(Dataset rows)
————
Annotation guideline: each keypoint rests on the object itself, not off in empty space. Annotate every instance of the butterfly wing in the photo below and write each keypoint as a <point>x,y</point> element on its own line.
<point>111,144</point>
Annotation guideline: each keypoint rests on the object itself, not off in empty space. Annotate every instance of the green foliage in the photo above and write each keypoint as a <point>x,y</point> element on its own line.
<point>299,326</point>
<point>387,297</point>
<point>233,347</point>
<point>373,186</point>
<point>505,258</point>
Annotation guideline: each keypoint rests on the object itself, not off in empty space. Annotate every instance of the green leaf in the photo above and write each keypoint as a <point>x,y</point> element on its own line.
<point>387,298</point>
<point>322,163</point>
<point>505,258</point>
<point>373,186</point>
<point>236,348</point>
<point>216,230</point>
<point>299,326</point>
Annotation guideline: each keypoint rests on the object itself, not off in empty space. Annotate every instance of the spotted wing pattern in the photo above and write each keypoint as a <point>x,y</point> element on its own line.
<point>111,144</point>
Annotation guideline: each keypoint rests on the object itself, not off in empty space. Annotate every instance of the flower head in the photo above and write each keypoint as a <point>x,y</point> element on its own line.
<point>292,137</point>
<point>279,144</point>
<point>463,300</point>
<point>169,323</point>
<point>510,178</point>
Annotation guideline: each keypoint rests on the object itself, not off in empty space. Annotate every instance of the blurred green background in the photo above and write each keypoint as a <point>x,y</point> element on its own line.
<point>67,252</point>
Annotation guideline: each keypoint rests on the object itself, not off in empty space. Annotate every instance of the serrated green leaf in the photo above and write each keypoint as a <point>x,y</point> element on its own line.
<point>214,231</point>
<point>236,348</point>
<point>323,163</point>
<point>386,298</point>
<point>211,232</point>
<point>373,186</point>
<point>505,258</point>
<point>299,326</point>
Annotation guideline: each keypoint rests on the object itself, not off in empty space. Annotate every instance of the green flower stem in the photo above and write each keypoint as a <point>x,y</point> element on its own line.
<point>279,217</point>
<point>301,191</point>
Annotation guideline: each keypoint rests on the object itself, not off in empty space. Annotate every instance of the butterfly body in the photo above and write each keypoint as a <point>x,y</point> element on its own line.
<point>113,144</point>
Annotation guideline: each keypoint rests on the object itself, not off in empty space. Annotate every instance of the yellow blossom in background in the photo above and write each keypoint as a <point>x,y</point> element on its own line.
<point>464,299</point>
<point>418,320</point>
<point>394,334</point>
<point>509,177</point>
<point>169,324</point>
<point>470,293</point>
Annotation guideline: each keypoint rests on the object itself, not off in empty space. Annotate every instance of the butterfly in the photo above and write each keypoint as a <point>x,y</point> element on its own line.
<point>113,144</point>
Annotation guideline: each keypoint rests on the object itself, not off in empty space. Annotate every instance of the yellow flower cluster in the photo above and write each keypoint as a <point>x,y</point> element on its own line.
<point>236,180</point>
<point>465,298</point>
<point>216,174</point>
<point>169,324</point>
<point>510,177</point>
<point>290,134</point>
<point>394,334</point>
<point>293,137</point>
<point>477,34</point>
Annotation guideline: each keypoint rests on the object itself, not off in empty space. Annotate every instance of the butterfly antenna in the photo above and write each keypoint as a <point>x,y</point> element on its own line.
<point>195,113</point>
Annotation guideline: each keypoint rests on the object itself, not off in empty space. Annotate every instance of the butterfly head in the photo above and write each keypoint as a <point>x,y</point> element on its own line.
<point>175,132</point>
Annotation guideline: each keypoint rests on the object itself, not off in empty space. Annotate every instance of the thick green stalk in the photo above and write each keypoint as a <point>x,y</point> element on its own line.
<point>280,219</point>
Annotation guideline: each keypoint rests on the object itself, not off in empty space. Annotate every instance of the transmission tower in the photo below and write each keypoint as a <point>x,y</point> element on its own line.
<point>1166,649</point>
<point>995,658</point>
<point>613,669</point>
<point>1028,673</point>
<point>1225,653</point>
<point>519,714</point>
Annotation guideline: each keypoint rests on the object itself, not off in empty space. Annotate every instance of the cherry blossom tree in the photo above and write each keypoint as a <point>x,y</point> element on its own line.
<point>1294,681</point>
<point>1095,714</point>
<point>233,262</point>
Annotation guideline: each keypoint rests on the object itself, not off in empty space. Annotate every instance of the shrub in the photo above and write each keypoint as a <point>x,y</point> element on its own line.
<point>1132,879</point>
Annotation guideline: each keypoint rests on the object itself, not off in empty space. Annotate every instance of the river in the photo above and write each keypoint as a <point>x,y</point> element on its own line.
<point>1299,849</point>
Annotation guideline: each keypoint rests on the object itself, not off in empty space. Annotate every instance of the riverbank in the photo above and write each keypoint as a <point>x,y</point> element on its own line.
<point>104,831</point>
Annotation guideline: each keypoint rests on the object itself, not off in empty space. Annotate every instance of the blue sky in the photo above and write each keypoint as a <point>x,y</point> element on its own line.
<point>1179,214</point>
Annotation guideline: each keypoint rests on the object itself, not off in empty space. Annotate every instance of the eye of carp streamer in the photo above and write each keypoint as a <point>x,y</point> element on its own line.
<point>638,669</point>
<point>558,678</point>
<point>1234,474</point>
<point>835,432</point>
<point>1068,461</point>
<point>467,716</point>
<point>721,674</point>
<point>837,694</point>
————
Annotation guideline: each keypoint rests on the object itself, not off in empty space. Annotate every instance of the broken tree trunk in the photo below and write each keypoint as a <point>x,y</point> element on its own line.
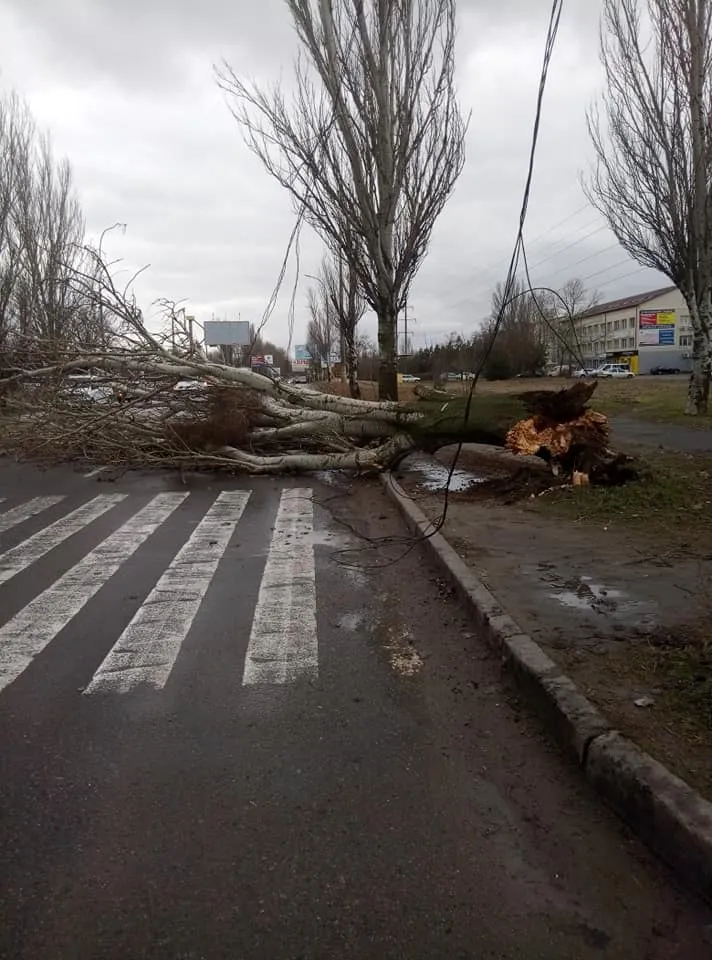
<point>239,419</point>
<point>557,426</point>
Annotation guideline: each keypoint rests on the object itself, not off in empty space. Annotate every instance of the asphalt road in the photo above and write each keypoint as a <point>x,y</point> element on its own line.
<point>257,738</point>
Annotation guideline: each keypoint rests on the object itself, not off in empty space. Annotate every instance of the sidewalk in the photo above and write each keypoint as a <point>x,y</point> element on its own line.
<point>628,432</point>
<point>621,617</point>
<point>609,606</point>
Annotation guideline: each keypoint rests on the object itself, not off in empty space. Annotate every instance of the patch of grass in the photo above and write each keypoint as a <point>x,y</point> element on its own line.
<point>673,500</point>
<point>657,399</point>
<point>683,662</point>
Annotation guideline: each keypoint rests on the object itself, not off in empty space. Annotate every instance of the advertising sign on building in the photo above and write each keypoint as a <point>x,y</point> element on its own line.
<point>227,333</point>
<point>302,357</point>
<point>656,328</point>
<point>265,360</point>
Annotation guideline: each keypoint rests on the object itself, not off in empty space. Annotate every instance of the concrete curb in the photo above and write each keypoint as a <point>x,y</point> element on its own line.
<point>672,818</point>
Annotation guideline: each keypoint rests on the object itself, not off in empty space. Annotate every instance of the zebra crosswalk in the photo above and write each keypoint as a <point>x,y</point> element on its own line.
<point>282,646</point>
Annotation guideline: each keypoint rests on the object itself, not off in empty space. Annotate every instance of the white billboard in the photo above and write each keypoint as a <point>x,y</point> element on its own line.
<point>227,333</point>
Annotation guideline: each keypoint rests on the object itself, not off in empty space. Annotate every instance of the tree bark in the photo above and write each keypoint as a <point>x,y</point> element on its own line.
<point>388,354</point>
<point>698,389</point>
————
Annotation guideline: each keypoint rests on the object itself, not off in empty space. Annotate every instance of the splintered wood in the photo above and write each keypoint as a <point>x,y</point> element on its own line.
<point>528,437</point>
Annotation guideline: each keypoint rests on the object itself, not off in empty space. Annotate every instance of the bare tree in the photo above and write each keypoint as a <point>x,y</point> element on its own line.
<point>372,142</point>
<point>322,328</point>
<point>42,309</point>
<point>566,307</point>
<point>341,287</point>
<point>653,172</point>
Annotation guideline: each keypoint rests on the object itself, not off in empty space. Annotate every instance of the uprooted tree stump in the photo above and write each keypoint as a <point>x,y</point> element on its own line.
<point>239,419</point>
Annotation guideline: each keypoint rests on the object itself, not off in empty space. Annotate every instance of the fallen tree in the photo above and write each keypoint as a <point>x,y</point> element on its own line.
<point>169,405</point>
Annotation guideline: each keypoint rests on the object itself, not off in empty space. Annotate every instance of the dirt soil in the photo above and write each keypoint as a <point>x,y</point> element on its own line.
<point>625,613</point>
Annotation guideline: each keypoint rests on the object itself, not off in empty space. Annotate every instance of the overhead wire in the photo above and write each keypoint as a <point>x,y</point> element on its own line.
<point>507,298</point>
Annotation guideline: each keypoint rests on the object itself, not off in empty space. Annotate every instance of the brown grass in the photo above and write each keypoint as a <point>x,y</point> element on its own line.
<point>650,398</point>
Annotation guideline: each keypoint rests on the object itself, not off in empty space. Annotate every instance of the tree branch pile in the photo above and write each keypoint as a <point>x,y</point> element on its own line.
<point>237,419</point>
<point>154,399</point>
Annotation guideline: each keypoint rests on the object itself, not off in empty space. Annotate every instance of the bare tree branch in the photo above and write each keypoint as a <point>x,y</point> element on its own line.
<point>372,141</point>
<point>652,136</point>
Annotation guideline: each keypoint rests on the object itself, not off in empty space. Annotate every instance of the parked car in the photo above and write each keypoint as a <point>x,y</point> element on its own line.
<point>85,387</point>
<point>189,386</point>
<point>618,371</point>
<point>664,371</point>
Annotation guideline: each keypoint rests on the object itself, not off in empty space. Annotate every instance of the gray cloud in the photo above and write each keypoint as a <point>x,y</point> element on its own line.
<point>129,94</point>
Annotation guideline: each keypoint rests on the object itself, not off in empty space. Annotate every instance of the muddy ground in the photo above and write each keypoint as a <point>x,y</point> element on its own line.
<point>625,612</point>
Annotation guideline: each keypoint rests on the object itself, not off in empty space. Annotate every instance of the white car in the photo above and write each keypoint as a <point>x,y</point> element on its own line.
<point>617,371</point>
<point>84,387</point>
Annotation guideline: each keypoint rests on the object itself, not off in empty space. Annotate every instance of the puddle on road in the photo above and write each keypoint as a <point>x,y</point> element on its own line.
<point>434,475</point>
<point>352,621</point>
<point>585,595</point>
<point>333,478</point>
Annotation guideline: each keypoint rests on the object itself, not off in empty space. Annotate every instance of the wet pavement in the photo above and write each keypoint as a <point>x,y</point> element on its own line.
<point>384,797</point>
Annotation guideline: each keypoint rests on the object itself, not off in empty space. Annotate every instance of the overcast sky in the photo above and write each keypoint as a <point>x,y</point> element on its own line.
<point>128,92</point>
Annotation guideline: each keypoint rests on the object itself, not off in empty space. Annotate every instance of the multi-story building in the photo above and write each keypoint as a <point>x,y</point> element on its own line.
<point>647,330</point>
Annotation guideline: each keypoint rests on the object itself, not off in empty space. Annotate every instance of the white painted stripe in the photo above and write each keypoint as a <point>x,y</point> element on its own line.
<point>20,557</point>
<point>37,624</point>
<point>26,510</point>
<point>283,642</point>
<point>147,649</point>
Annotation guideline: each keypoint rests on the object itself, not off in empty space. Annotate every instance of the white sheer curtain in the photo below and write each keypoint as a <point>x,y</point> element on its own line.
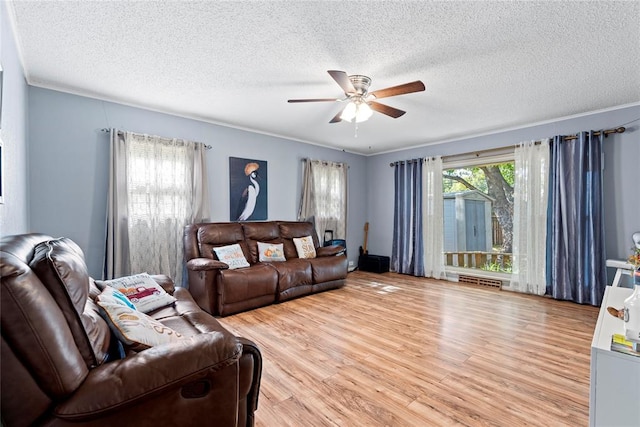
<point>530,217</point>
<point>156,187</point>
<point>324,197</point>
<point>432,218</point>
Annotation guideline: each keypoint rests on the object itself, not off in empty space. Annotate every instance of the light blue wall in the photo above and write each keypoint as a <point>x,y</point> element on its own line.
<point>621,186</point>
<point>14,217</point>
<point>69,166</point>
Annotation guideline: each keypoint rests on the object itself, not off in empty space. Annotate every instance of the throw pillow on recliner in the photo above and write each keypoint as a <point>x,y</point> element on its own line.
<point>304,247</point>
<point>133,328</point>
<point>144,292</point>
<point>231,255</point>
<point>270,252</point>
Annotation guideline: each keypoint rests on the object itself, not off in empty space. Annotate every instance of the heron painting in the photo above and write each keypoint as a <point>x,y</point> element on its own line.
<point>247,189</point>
————
» **Objective**:
Reproduce the listing lines in the stretch from the line containing "of the shrub" through the line containing "<point>1179,214</point>", changing every "empty space" to "blank space" and leaving everything else unaltered.

» **Exercise answer**:
Annotation guideline: each keypoint rests on the object itself, not off in blank space. Annotate every instance of the shrub in the photo above and write each keypoint as a <point>x,y</point> element on its own line.
<point>1132,879</point>
Annotation guideline: each keypoint rests on the object itself, not off in blank space. Annotate every instance of the river in the photo above and write each keypoint as a <point>x,y</point> element on its own line.
<point>1299,849</point>
Annotation guideline: each keypoint rests on the object itself, not off in blank space. Annotate every instance of the riverbank in the photo above and write each keypoint as a <point>x,y</point> element on its own line.
<point>104,831</point>
Annotation guideline: each keypoint rests on the object itself, not off in blank space. Annotate every instance of the blue sky in the photo above and write each keypoint as a <point>x,y</point> element on its own line.
<point>1179,214</point>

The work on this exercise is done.